_Exercise description_
Below are the records. List every line holding the word "light".

= Beginning of Section =

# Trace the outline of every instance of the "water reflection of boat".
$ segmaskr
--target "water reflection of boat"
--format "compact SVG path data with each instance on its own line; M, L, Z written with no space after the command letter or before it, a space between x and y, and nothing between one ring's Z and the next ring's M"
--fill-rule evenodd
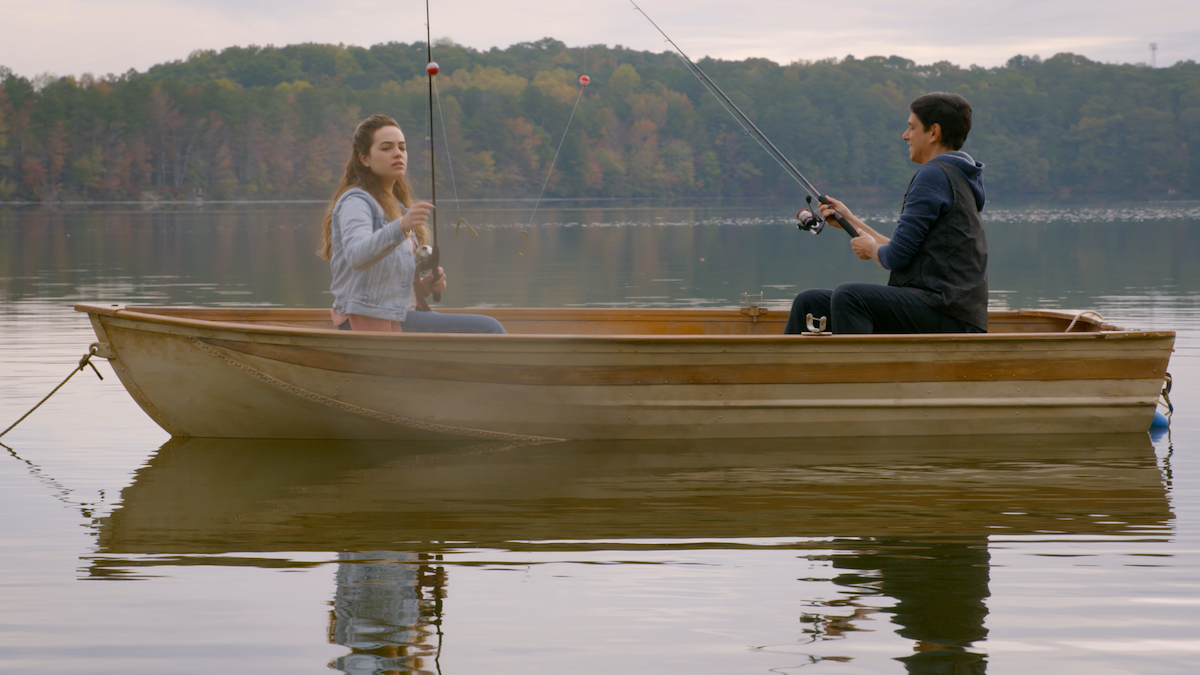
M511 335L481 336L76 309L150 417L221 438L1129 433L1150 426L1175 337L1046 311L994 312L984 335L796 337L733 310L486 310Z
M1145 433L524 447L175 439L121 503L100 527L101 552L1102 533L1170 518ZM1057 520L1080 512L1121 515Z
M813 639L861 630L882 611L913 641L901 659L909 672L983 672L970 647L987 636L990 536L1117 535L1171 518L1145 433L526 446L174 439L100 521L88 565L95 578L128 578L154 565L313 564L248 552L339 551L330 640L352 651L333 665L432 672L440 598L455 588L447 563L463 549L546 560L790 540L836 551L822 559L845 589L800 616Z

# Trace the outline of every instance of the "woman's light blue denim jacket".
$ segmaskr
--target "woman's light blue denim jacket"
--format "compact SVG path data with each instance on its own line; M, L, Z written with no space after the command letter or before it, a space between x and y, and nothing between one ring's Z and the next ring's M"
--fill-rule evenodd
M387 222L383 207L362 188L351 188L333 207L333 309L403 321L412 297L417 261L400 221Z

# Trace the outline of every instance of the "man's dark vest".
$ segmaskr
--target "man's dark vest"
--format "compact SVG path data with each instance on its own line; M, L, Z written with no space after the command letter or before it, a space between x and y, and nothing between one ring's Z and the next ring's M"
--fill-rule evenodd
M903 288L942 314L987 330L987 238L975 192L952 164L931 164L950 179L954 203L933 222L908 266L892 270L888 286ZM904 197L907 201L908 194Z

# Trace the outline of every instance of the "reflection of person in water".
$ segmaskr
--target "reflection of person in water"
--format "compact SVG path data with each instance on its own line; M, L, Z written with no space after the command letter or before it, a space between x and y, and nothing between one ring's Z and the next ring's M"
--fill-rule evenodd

= End of Section =
= Beginning of Section =

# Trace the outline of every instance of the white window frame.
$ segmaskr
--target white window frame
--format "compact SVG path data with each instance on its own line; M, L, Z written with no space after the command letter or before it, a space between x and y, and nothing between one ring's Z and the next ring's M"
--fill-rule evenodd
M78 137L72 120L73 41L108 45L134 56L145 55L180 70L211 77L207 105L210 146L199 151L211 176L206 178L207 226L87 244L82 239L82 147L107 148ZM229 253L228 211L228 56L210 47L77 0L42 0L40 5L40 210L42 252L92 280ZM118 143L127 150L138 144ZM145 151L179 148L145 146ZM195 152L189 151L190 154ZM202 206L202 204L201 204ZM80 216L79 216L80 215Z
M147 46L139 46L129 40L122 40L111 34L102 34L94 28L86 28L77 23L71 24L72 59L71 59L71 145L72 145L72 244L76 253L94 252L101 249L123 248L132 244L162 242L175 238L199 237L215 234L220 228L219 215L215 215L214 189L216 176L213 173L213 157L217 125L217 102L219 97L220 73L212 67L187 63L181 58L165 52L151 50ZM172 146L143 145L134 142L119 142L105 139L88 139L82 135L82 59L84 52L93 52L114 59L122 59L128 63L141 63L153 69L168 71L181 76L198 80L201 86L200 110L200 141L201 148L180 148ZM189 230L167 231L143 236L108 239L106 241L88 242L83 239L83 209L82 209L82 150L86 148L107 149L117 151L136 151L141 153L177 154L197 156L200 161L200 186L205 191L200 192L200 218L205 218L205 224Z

= End of Section =

_Expected answer_
# Trace the outline of every instance of the "woman's light blue denim jacket".
--target "woman's light blue denim jacket"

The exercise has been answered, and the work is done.